Selected excerpt:
* * * * *

Nov 122012
 

Angist: Halli (bass), Edda (vocals/guitar), Gyða (guitar), Tumi (drums); photo by Jose Carlos Santos

EDITOR’S NOTE: Sometimes great things happen to you when you least expect or deserve it.  Case in point: We have become acquainted over the ether with a Seattle-based writer and NCS reader named Gemma Alexander, who happens to be a fan and student of all things Icelandic. After months of planning, Gemma journeyed to Iceland in late October to see the country, and she timed her visit to coincide with the Iceland Airwaves festival, which includes over 420 bands playing all over Reykjavík for five days, plus 400 more unofficial, off-venue performances.

Though Airwaves may be best known as an indie pop fest, it also includes performances by an impressive array of Icelandic metal bands. Knowing of NCS’ own appreciation for Icelandic metal and the attention we’ve paid to Icelandic bands this year, Gemma offered to arrange interviews with several of them, and today we’re privileged to give you the first of those — Gemma’s interview of three of the four members of Angist, a very talented band we’ve featured previously at this site.

* * * * *

Goal 1: Recast the records between the lines holding "Each returned marker MUST sit on an instance of the dark" and "[[317, 359]]", inclusive, as a two-column CSV with the columns request and answer. Use one row per request, put each value in its own quoted field, and turn line breaks into spaces.
The records are unrelated to the text.

Lines of data:
* * * * *

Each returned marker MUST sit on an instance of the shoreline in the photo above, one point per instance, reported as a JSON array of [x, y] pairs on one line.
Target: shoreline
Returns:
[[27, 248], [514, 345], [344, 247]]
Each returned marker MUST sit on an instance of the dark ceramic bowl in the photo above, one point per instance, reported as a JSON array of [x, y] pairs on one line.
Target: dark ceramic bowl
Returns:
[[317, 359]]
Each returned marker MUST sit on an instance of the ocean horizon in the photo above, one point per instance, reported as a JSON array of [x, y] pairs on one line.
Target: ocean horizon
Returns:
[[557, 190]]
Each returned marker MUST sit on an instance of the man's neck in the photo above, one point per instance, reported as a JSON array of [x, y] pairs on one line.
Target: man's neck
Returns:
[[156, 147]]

* * * * *

Goal 2: In the editor's note about the Angist interview, what city is the writer Gemma Alexander based in?

Exercise solution 1:
request,answer
"Each returned marker MUST sit on an instance of the dark ceramic bowl in the photo above, one point per instance, reported as a JSON array of [x, y] pairs on one line. Target: dark ceramic bowl Returns:","[[317, 359]]"

Exercise solution 2: Seattle.